**The task**:
Copy the passage about Zillmann's research on pornography below, word for word and in full.

**Extract**:
Zillmann proposes that in the same manner non-pornographic media can propagate a reality which is heavily mediated through its curators and the themes, leading to an altered subjective view of the world that diverges from reality; pornography alters perceptions of women, one's sexual expectations, and sexual practice. Due to a lack of 'primary experience', the distorted recounts of those in friend and familial settings, and the limited available academic information, Zillmann argues that one draws from pornography, which he says "provide[s] the closest approximation to primary experience." What he calls the "pornography answer" to the private world of sexuality. Prolonged exposure to mainstream pornography depicting heterosexual intercourse in a casual setting led to an increased devaluation of marriage, emotionally invested relationships, childbirth and child rearing. Instead, the participant's world view is altered through continuous exposure to the narrative constructed by the pornography they watch and as such associate more casual sexual relationships, as more enjoyable and risk-free. Zillmann states "The perceptual and evaluative changes that were evident in both genders are direct reflections of what can be considered the chief proclamation of pornography: great sexual joy without any attachment, commitment, or responsibility."

Zillmann emphasised his dissatisfaction with his research into the effects of pornography as a result of the continuous controversy and backlash faced upon publication of his results. In an interview, he states “Our research on the effects of pornography triggered an unimaginable avalanche of hostility from those deeming particular findings inopportune – that is, in conflict with their values regarding sexuality." Both from liberal and conservative groups, Zillmann's research was attacked in the media, and as a result of this Zillmann had discontinued his research into pornography due to threats made to his fellow researchers, only recently continuing research in the area.

**Stored data**:
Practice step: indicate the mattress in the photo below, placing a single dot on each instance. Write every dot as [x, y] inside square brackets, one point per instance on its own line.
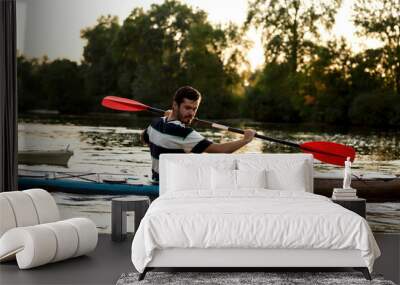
[250, 219]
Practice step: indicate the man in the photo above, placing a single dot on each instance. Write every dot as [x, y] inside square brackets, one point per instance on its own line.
[171, 134]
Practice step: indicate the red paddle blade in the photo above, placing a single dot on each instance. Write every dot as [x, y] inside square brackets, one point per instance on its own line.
[329, 152]
[123, 104]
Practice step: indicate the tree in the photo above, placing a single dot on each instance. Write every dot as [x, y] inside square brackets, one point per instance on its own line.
[62, 83]
[290, 27]
[99, 65]
[380, 19]
[171, 45]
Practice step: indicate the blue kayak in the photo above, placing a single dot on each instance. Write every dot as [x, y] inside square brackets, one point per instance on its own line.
[83, 187]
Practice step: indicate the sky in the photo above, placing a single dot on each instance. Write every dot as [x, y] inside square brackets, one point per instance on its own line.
[52, 27]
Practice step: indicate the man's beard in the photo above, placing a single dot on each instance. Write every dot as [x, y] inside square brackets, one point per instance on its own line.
[186, 120]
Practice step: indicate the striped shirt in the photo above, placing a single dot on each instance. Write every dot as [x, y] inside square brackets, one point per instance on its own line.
[171, 137]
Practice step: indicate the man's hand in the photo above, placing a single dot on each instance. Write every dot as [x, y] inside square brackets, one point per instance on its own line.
[249, 135]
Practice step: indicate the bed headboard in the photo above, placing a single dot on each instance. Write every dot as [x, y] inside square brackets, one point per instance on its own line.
[233, 160]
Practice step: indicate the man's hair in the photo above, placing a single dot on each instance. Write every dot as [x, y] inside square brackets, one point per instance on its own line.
[186, 92]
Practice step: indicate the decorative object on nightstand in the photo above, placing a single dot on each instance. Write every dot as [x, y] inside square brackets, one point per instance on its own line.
[345, 193]
[357, 205]
[119, 207]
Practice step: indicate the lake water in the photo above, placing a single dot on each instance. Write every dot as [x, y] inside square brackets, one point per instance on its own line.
[110, 144]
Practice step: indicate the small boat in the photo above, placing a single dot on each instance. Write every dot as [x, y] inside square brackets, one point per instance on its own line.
[50, 157]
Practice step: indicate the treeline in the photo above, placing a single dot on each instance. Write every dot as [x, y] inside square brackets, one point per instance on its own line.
[154, 52]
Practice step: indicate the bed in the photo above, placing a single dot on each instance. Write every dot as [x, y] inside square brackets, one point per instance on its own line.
[247, 210]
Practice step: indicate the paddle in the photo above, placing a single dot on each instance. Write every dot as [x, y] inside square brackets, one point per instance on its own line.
[328, 152]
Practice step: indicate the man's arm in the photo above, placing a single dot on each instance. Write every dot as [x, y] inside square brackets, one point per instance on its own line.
[230, 147]
[144, 137]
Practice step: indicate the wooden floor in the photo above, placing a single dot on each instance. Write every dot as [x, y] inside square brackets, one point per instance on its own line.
[103, 266]
[111, 259]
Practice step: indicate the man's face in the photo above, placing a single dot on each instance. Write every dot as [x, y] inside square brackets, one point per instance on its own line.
[186, 111]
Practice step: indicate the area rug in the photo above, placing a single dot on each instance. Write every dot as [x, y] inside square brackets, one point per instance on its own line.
[243, 278]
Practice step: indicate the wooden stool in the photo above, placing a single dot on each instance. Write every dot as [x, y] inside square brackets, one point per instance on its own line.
[357, 205]
[119, 207]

**Response area**:
Zillmann proposes that in the same manner non-pornographic media can propagate a reality which is heavily mediated through its curators and the themes, leading to an altered subjective view of the world that diverges from reality; pornography alters perceptions of women, one's sexual expectations, and sexual practice. Due to a lack of 'primary experience', the distorted recounts of those in friend and familial settings, and the limited available academic information, Zillmann argues that one draws from pornography, which he says "provide[s] the closest approximation to primary experience." What he calls the "pornography answer" to the private world of sexuality. Prolonged exposure to mainstream pornography depicting heterosexual intercourse in a casual setting led to an increased devaluation of marriage, emotionally invested relationships, childbirth and child rearing. Instead, the participant's world view is altered through continuous exposure to the narrative constructed by the pornography they watch and as such associate more casual sexual relationships, as more enjoyable and risk-free. Zillmann states "The perceptual and evaluative changes that were evident in both genders are direct reflections of what can be considered the chief proclamation of pornography: great sexual joy without any attachment, commitment, or responsibility."

Zillmann emphasised his dissatisfaction with his research into the effects of pornography as a result of the continuous controversy and backlash faced upon publication of his results. In an interview, he states “Our research on the effects of pornography triggered an unimaginable avalanche of hostility from those deeming particular findings inopportune – that is, in conflict with their values regarding sexuality." Both from liberal and conservative groups, Zillmann's research was attacked in the media, and as a result of this Zillmann had discontinued his research into pornography due to threats made to his fellow researchers, only recently continuing research in the area.